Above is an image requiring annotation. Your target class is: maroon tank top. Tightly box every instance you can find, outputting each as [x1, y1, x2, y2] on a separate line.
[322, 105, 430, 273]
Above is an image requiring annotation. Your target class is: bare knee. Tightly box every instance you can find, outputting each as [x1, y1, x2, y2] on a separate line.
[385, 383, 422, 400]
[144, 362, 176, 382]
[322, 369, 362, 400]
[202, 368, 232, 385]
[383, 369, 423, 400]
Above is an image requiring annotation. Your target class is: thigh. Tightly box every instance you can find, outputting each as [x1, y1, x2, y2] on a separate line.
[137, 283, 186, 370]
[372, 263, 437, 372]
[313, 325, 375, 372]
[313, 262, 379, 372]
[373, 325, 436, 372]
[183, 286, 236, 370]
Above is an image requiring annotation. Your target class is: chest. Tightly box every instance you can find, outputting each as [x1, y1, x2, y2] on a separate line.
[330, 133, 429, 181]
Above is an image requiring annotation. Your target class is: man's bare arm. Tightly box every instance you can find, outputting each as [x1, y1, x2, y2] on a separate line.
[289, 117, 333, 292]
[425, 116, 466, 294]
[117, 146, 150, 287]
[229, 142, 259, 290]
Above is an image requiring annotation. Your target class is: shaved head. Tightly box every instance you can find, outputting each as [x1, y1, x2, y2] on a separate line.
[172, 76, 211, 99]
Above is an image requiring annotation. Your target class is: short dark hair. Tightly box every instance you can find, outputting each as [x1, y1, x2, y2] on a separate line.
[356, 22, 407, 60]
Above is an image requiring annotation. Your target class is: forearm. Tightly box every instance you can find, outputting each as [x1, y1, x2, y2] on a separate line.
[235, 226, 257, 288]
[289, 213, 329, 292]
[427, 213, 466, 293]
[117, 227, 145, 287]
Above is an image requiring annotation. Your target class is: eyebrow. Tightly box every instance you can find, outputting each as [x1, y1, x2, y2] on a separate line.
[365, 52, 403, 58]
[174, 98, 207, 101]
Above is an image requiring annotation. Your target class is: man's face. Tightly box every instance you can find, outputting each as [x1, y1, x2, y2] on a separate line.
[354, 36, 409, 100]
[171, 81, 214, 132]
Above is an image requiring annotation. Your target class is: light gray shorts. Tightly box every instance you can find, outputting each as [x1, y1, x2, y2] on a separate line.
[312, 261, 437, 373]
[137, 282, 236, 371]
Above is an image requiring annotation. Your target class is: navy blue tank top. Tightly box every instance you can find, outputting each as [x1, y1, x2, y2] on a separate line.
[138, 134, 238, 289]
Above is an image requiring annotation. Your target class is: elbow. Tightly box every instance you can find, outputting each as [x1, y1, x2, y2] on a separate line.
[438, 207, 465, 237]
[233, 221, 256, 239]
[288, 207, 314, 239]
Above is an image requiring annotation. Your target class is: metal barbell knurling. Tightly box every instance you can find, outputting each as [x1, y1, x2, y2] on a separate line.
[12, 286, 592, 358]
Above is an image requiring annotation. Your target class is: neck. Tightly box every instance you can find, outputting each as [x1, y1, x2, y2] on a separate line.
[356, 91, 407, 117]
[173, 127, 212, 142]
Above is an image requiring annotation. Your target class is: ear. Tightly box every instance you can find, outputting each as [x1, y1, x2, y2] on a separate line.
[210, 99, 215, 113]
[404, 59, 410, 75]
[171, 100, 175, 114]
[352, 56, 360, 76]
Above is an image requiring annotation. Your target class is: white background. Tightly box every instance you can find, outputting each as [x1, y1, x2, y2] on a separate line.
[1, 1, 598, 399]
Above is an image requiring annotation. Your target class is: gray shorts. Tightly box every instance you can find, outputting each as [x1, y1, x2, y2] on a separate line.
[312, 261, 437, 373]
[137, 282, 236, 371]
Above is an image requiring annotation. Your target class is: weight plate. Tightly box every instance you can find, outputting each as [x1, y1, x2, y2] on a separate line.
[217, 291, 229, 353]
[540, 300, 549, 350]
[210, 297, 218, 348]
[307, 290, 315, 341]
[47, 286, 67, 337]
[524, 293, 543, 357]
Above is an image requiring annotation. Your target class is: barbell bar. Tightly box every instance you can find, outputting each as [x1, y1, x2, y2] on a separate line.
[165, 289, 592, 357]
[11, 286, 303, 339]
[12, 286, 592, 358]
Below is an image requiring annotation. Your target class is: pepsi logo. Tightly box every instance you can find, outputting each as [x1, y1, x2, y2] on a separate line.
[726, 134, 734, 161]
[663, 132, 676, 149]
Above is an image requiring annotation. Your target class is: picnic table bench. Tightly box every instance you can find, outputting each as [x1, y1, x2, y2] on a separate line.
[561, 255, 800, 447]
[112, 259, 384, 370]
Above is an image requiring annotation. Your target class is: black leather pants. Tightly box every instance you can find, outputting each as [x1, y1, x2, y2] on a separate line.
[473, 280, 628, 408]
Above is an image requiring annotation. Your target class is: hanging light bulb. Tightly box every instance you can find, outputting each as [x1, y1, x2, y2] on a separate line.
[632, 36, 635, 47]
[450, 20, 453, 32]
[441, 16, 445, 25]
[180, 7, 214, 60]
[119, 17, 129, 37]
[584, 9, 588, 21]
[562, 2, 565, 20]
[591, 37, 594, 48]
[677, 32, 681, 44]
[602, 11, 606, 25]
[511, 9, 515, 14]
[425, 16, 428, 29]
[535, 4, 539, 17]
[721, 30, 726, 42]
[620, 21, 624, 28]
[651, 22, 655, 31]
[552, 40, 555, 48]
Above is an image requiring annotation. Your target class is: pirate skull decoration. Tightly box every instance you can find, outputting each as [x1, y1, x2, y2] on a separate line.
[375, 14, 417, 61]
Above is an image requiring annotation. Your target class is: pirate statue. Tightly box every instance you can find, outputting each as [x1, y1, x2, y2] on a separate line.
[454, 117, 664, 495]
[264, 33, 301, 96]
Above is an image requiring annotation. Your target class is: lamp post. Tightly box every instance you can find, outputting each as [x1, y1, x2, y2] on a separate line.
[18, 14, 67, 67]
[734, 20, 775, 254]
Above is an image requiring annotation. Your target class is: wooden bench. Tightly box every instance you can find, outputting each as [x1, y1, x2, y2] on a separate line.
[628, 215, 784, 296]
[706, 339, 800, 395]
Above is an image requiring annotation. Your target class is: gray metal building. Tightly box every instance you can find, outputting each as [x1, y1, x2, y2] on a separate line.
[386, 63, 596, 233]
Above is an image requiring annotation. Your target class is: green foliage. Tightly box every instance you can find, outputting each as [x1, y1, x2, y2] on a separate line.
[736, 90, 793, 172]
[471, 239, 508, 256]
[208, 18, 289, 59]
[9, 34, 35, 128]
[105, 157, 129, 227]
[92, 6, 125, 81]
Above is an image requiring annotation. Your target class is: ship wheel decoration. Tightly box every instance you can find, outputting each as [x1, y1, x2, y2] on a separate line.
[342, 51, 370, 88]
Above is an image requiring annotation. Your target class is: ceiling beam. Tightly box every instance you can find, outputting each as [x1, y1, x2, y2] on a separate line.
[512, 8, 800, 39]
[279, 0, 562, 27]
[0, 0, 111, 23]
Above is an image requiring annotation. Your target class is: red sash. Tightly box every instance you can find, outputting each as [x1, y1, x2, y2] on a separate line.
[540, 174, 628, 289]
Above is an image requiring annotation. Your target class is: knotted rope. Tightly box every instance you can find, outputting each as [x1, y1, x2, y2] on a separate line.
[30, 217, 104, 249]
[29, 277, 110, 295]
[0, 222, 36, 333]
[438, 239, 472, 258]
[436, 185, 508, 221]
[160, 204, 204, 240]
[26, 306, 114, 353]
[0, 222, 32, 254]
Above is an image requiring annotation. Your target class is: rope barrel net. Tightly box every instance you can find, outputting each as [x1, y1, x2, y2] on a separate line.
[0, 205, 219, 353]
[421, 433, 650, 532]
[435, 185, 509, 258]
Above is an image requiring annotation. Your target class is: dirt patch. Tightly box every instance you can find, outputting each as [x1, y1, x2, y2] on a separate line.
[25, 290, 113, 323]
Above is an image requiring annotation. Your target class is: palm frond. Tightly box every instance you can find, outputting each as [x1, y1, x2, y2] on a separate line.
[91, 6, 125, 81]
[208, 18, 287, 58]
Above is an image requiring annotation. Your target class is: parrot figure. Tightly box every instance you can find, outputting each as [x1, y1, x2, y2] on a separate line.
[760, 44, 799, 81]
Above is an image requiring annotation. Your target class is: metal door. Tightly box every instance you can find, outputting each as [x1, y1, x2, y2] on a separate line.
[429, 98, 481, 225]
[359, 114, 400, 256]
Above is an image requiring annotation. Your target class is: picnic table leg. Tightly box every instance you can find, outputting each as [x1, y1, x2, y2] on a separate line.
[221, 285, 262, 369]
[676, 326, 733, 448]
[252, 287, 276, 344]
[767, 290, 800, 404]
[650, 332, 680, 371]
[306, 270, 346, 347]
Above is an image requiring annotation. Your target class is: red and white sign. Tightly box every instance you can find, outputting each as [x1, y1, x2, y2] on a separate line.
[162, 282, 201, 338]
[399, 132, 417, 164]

------------------------

What is required: This exercise asks for an exact repeat of the lines from the one holding "class is: palm" through the end of the data above.

Answer to this exercise:
Above is an image requiring annotation. Your target class is: palm frond. Tightly box every instance you can find, outputting each as [x1, y1, x2, y2] on a separate line.
[91, 6, 125, 81]
[208, 18, 287, 58]
Above is an image requiring annotation. Your target class is: parrot figure. Tightly box every instance you can find, outputting each as [x1, y1, x2, y2] on a separate line.
[760, 44, 799, 81]
Above is an image requiring annotation. Your target class is: metal door. Tightly box every instance you can find, outputting each as [x1, y1, x2, y2] on a separate line.
[429, 98, 481, 225]
[359, 114, 400, 256]
Above is an image requiring annotation. Your target class is: picnic table leg. Tightly box every instance you can find, outputting each as [x1, y1, x2, y2] on a separate line.
[221, 285, 262, 369]
[676, 326, 733, 448]
[252, 287, 276, 344]
[767, 290, 800, 404]
[650, 332, 680, 371]
[306, 270, 346, 347]
Above is an image requiring annotation. Your target class is: red and white sign. Tightly box every instance you can find, outputting each as [x1, y1, x2, y2] on a separate line.
[162, 282, 201, 338]
[399, 132, 417, 164]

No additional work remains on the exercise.